• [Written task A] Revise the entries from the line containing "For the dataset, tag each instance of the black-framed" through the end of the entries, replacing "black-framed" with "thick-framed" and leaving everything else unchanged.

==================================================

I didn't think to try it, but I bet "sudo port outdated" would
have worked.  I'm also betting that something in the CI update
recipe is taking the same shortcut of omitting "sudo".  That
works in the normal case, but seemingly not after a MacPorts base
update.

            regards, tom lane



Re: Cirrus CI for macOS branches 16 and 15 broken

From
Tom Lane
Date:
Thomas Munro <thomas.munro@gmail.com> writes:
> I still don't know what's happening.  In case it helps someone else
> see it, the error comes from "sudo port unsetrequested installed".
> But in any case, switching to 2.10.1 seems to do the trick.  See
> attached.

Interesting.  Now that I've finished "sudo port upgrade outdated",
my laptop is back to a state where unprivileged "port outdated"
is successful.

What this smells like is that MacPorts has to do some kind of database
update as a result of its major version change, and there are code
paths that are not expecting that to get invoked.  It makes sense
that unprivileged "port outdated" would fail to perform the database
update, but not quite as much for "sudo port unsetrequested installed"

==================================================

• [Written task B] Reproduce the MacPorts thread word for word from "Re: Cirrus CI" to "is successful.".

Labeled-object pointing entries
==================================================

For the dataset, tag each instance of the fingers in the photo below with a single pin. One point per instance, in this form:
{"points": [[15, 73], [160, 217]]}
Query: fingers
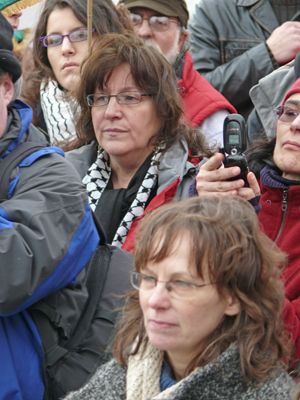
{"points": [[253, 184], [252, 191], [212, 178]]}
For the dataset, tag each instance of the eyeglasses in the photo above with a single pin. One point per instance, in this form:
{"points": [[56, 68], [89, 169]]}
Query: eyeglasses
{"points": [[286, 114], [176, 287], [123, 98], [158, 23], [56, 39]]}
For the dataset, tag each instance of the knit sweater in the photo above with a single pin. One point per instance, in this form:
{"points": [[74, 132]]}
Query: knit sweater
{"points": [[218, 380]]}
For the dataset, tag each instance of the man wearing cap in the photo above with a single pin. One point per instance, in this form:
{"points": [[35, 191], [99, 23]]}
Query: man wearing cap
{"points": [[162, 24], [47, 236], [235, 43]]}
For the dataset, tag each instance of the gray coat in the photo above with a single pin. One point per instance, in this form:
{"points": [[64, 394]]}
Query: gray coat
{"points": [[219, 380], [228, 45]]}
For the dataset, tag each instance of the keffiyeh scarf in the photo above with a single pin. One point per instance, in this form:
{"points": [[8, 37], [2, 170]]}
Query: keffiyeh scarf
{"points": [[59, 111], [97, 179]]}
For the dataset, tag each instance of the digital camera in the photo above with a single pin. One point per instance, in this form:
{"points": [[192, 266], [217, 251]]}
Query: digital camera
{"points": [[235, 143]]}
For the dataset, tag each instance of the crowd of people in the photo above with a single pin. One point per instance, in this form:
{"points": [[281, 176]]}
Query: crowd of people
{"points": [[138, 266]]}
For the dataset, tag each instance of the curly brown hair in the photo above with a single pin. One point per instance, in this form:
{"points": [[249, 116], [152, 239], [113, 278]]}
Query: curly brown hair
{"points": [[224, 236]]}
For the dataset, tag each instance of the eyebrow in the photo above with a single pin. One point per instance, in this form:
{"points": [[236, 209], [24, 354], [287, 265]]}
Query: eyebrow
{"points": [[292, 102], [72, 30]]}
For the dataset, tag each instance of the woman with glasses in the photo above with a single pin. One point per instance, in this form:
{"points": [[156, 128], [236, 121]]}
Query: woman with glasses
{"points": [[59, 47], [134, 144], [204, 319], [276, 163]]}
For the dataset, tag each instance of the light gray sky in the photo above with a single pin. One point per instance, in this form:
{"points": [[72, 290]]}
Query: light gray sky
{"points": [[30, 15]]}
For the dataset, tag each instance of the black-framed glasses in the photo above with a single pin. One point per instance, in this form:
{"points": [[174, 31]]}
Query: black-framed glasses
{"points": [[158, 23], [56, 39], [287, 113], [123, 98], [176, 287]]}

==================================================

• [Task response A]
For the dataset, tag each instance of the thick-framed glasses in the photo above with a single pin. One point per instance, in this form:
{"points": [[174, 31]]}
Query: thick-framed glasses
{"points": [[158, 23], [56, 39], [287, 113], [123, 98], [176, 287]]}

• [Task response B]
Re: Cirrus CI for macOS branches 16 and 15 broken

From
Tom Lane
Date:
Thomas Munro <thomas.munro@gmail.com> writes:
> I still don't know what's happening.  In case it helps someone else
> see it, the error comes from "sudo port unsetrequested installed".
> But in any case, switching to 2.10.1 seems to do the trick.  See
> attached.

Interesting.  Now that I've finished "sudo port upgrade outdated",
my laptop is back to a state where unprivileged "port outdated"
is successful.